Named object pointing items
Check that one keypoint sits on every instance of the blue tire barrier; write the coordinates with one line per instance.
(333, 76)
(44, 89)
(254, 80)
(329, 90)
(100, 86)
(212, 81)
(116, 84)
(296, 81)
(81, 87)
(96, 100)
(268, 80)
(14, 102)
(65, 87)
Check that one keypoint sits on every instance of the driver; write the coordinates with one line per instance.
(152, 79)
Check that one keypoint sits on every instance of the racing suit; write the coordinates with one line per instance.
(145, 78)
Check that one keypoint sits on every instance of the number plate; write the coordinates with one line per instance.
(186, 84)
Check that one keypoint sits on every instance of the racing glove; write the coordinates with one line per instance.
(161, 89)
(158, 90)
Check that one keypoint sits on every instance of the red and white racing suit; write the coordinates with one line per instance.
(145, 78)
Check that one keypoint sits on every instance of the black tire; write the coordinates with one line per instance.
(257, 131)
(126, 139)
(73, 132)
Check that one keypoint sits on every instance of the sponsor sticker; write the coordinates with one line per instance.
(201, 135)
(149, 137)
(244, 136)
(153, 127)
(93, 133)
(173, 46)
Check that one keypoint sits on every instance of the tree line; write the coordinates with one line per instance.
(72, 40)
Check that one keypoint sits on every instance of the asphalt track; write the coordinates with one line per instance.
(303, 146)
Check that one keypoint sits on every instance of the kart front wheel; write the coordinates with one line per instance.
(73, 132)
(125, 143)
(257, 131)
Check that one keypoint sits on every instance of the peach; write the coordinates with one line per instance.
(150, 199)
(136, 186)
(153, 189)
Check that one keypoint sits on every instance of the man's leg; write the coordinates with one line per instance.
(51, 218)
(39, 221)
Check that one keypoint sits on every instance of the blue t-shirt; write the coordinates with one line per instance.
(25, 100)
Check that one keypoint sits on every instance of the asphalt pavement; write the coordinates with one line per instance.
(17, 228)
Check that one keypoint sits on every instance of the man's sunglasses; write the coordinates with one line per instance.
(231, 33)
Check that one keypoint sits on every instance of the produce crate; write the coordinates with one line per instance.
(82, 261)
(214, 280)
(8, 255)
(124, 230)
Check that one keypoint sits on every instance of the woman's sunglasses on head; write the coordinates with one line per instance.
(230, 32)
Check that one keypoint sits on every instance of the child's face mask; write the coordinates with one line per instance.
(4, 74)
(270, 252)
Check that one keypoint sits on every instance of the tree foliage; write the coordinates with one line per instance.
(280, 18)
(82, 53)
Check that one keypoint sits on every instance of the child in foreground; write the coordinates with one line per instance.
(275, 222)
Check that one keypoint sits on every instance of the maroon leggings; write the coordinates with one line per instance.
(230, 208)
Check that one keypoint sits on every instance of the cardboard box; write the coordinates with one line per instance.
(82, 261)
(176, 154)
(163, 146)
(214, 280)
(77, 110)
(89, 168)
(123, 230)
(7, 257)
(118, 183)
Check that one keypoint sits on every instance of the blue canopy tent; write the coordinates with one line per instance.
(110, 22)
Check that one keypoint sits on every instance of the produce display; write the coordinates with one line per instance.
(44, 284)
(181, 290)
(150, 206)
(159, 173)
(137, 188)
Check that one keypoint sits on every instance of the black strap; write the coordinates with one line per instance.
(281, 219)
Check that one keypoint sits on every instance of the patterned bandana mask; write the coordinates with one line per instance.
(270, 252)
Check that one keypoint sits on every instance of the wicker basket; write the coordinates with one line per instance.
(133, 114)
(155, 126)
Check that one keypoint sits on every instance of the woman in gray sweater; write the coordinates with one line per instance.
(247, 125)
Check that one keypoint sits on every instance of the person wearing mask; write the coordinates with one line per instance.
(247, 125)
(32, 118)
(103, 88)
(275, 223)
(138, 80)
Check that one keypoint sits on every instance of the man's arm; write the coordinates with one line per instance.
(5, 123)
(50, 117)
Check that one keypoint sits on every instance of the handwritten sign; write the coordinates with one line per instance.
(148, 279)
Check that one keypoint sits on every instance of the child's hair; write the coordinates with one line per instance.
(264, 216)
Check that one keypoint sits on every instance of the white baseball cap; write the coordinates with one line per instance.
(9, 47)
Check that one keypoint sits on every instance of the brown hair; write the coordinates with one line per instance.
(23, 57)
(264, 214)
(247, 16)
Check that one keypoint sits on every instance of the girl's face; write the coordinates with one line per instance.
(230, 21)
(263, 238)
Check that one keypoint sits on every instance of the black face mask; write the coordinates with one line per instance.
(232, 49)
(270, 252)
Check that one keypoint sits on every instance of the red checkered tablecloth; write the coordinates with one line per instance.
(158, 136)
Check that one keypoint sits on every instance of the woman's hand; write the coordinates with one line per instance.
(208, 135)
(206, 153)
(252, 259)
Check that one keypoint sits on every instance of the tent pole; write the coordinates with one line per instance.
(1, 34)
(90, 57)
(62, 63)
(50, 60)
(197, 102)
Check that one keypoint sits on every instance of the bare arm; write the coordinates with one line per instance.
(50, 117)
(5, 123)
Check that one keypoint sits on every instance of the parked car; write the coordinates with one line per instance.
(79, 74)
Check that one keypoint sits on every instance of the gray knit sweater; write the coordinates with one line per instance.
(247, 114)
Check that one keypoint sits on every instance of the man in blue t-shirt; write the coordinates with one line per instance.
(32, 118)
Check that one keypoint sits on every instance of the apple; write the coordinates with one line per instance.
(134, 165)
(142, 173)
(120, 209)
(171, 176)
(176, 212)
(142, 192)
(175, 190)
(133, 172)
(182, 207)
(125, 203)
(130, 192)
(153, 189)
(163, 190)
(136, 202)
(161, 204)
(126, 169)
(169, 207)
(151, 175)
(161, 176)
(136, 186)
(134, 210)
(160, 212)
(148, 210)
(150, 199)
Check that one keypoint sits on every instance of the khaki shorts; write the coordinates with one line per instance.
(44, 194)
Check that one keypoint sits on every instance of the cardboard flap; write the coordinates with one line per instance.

--

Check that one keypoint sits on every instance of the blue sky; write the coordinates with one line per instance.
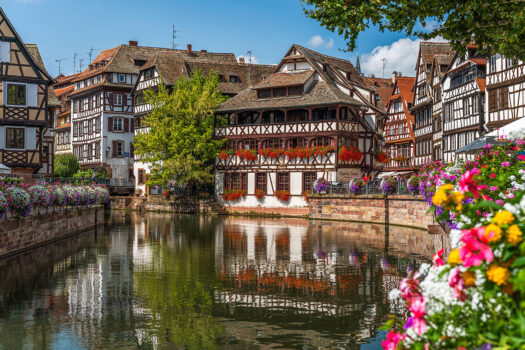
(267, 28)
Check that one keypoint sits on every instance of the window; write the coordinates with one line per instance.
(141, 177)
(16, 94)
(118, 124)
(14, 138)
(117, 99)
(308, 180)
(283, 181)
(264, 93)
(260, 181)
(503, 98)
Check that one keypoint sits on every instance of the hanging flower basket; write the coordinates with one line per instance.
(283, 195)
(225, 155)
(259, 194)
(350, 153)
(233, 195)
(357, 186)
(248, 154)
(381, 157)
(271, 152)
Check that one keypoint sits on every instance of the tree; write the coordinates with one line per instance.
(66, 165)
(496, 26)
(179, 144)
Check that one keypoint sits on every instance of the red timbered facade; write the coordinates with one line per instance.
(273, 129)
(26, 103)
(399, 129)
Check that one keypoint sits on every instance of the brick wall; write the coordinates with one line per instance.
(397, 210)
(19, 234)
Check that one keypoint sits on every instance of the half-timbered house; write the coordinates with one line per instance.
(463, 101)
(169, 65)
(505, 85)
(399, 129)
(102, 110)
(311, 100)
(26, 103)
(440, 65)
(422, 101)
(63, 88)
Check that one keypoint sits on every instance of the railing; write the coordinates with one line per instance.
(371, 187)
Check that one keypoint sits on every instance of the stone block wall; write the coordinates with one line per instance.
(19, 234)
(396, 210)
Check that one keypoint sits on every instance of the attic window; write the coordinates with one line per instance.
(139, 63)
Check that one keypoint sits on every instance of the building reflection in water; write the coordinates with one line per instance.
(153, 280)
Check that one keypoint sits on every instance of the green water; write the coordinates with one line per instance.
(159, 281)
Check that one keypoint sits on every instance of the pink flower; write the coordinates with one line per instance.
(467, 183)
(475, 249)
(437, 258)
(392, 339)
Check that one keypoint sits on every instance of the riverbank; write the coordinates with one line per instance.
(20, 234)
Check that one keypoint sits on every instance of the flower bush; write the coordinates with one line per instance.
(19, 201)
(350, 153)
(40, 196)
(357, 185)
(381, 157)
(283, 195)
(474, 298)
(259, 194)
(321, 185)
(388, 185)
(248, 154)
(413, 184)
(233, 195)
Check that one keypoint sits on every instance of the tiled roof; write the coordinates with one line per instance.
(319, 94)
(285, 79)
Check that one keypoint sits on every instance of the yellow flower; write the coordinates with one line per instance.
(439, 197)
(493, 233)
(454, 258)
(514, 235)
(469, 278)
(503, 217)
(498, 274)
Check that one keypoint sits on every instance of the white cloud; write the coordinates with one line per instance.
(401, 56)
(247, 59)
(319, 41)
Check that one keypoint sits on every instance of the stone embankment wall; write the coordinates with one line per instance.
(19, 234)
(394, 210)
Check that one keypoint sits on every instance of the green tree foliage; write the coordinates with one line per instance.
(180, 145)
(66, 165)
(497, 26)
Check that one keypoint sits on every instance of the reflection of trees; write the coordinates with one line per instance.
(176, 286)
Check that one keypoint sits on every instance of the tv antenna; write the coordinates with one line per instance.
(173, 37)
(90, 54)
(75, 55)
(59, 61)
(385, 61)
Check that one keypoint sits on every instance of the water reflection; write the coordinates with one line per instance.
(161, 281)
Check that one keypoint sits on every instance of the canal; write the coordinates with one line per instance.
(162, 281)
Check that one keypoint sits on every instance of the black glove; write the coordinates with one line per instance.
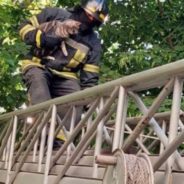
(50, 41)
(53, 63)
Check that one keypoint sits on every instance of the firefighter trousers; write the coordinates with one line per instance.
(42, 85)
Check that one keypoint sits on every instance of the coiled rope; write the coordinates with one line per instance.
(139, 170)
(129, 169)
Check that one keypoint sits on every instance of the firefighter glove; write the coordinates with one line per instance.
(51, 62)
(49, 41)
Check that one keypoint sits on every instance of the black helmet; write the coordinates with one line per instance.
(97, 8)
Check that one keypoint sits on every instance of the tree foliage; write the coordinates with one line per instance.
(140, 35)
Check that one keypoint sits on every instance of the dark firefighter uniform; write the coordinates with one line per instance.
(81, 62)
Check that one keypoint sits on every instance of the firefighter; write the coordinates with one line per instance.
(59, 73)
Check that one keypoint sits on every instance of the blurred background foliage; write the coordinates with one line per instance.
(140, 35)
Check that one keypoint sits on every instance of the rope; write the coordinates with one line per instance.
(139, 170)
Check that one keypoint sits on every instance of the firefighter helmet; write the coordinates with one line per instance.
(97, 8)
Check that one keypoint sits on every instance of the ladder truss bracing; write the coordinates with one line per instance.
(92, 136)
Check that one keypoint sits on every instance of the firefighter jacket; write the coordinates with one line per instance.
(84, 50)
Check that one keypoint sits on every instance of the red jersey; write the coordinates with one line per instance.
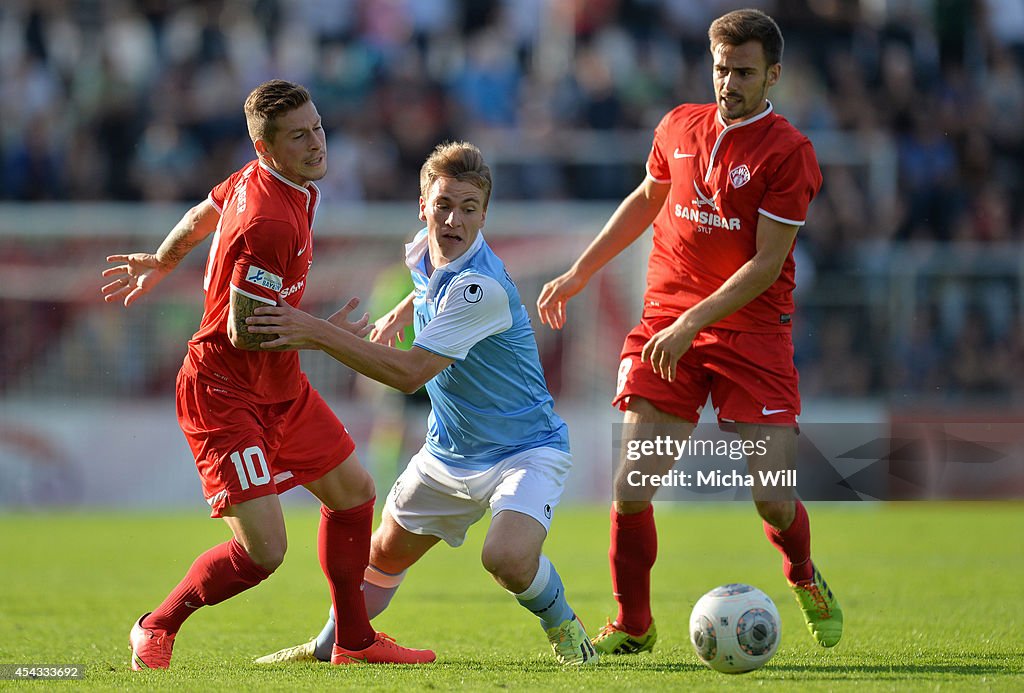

--

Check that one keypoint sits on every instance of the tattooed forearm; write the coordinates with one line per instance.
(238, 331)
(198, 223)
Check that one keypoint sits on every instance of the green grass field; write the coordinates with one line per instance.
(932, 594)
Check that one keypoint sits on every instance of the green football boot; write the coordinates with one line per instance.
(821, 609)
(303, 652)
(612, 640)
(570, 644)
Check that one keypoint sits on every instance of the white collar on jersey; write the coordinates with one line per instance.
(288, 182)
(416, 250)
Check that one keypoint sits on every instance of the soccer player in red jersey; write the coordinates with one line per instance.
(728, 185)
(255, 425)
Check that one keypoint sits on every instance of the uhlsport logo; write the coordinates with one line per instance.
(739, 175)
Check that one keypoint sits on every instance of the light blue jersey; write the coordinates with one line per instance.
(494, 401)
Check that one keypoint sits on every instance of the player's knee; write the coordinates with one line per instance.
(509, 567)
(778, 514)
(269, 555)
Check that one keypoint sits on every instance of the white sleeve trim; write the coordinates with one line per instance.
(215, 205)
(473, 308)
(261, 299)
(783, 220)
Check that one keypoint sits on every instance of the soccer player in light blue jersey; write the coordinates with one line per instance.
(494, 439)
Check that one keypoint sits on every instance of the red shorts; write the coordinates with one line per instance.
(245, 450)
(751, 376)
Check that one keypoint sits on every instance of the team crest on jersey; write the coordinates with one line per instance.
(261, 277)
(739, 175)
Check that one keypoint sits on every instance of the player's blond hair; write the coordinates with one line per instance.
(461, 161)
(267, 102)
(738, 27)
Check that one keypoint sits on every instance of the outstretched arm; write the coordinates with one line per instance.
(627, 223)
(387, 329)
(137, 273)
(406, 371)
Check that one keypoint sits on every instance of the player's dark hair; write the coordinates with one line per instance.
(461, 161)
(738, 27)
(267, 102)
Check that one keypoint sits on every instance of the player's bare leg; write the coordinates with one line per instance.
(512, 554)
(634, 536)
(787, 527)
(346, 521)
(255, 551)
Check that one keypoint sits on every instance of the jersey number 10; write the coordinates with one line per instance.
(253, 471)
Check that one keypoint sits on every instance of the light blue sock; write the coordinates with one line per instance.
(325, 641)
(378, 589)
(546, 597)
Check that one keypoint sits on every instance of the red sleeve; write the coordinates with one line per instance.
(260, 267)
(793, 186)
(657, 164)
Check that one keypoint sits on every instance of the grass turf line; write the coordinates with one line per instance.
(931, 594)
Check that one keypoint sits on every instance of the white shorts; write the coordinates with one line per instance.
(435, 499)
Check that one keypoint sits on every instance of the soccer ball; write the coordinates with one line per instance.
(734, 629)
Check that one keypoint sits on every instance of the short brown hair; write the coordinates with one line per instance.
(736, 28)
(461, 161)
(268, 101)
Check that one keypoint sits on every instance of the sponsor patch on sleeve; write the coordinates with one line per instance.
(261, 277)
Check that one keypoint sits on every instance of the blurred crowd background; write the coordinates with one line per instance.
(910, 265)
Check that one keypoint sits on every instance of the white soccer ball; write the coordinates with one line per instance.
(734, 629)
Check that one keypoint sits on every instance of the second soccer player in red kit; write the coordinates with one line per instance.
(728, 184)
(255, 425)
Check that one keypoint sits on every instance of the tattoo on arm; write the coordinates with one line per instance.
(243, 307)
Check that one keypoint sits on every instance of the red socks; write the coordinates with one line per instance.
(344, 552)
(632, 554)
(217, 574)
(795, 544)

▶ [Instruction] Pull out every line of the items above that contains the word "sunglasses", matching case exactly, and copy each line in full.

▶ [Answer to this task]
Check that one keypoint sits on every instance of the man's sunglasses; write the coordinates with one line per instance.
Check that one keypoint sits on every instance of the woman's sunglasses on head; write the coordinates with one line per instance.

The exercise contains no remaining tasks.